TÂCHES DE L'EXERCICE:
1. Reproduisez sans rien changer le passage de l'extrait sur les collectivités françaises et la Palestine compris entre « Lorsque les collectivités » et « été définitivement enterré. », bornes incluses.
2. Donnez, s'il vous plaît, la suite de l'extrait sur les collectivités françaises et la Palestine, en commençant après sa dernière phrase.

TEXTE FOURNI:
=====

Lorsque les collectivités françaises ont pris connaissance du compte-rendu de ce qui s’était produit à Naples, les débats ont été houleux. Les Conseils généraux 93 et 94, les villes d’Arcueil ou encore de Gennevilliers pour ne citer qu’elles, ont clairement manifesté leur attachement à l’appellation initiale. Mais à défaut d’un rapport de force suffisant et d’une réelle concertation, ce terme a été définitivement enterré.
L’initiative de Genève a par ailleurs réveillé un certain nombre de collectivités, Paris par exemple. L’ambiguïté d’un tel intérêt pour Genève réside dans ce double constat : une réactivation de l’intérêt des collectivités pour la Palestine tout en renforçant l’équidistance.

=====

Données extraites d'une collection
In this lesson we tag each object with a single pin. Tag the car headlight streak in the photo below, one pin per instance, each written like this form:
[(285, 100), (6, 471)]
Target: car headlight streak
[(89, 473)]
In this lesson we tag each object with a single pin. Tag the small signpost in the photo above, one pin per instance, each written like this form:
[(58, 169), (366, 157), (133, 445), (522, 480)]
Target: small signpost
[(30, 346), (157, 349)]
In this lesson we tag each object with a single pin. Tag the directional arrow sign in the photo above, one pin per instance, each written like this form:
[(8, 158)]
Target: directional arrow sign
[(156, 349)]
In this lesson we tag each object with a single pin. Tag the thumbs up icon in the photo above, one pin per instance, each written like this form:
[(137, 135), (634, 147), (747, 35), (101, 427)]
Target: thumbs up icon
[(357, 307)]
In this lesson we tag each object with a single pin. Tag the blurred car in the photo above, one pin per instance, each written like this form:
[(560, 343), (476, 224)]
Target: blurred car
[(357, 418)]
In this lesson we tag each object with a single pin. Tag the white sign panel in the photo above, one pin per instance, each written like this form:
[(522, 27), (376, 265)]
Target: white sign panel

=====

RÉPONSES DE L'EXERCICE:
1.
Lorsque les collectivités françaises ont pris connaissance du compte-rendu de ce qui s’était produit à Naples, les débats ont été houleux. Les Conseils généraux 93 et 94, les villes d’Arcueil ou encore de Gennevilliers pour ne citer qu’elles, ont clairement manifesté leur attachement à l’appellation initiale. Mais à défaut d’un rapport de force suffisant et d’une réelle concertation, ce terme a été définitivement enterré.

2.
Un appel a donc été rédigé, sorte de consensus mou, sans aucune mention du mur dans la forme originale du texte. Il a fallu l’insistance ferme de collectivités véritablement engagées sur la Palestine pour que le thème du mur fasse partie du document.
Le texte mérite débat et pose la question suivante : doit-on le refuser au motif qu’il s’appuie sur un consensus trop éloigné de nos exigences ou bien considère-t-on que la prise en considération du mur constitue une "avancée" qu’il faut encourager en soutenant les élus et les pousser à aller plus loin ? La question n’est pas évidente, y compris au sein des collectivités acquises à la cause palestinienne. Elle mérite donc toute notre attention. Prenons l’exemple de la ville de Paris qui, dans le contexte évoqué, a invité pour la première fois une réunion du RCDP.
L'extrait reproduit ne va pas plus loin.